-- Start of SELECTED TEXT --
The first season of the Fox American television psychological thriller horror series The Following premiered on January 21, 2013 and concluded on April 29, 2013, with a total of 15 episodes.

Plot 
The first season centers on former FBI agent Ryan Hardy (Kevin Bacon) and his attempts to recapture serial killer Joe Carroll (James Purefoy) following the latter's escape from prison. Hardy soon discovers that the charismatic Carroll has surrounded himself with a group of like-minded individuals (whom he met while teaching and while in prison), and turned them into a cult of fanatical killers. When Carroll's son Joey (Kyle Catlett) is abducted by his father's followers, the FBI discovers that it is the first step in a wider plan for Carroll to escape custody, humiliate Hardy, and be reunited with his ex-wife Claire (Natalie Zea).

Cast

Main cast
 Kevin Bacon as Ryan Hardy, a former FBI agent, recalled to assist the FBI once Carroll escapes and his cult begins to develop (15 episodes)
 James Purefoy  as Joe Carroll, a former professor turned serial killer and cult leader (15 episodes)
-- End of SELECTED TEXT --
-- Start of RECORDS --
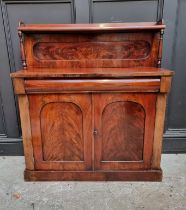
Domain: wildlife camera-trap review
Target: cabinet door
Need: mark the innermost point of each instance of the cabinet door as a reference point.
(124, 125)
(61, 131)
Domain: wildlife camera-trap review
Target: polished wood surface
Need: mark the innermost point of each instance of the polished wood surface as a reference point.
(61, 131)
(92, 73)
(127, 130)
(139, 175)
(122, 49)
(29, 28)
(94, 85)
(92, 100)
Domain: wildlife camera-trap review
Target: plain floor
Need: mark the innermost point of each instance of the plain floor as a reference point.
(19, 195)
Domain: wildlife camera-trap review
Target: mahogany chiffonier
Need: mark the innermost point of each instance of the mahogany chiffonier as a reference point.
(92, 101)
-- End of RECORDS --
→ **DIRECTION**: Reproduce the passage above about the first season of The Following in full, word for word.

→ **REPLY**:
The first season of the Fox American television psychological thriller horror series The Following premiered on January 21, 2013 and concluded on April 29, 2013, with a total of 15 episodes.

Plot 
The first season centers on former FBI agent Ryan Hardy (Kevin Bacon) and his attempts to recapture serial killer Joe Carroll (James Purefoy) following the latter's escape from prison. Hardy soon discovers that the charismatic Carroll has surrounded himself with a group of like-minded individuals (whom he met while teaching and while in prison), and turned them into a cult of fanatical killers. When Carroll's son Joey (Kyle Catlett) is abducted by his father's followers, the FBI discovers that it is the first step in a wider plan for Carroll to escape custody, humiliate Hardy, and be reunited with his ex-wife Claire (Natalie Zea).

Cast

Main cast
 Kevin Bacon as Ryan Hardy, a former FBI agent, recalled to assist the FBI once Carroll escapes and his cult begins to develop (15 episodes)
 James Purefoy  as Joe Carroll, a former professor turned serial killer and cult leader (15 episodes)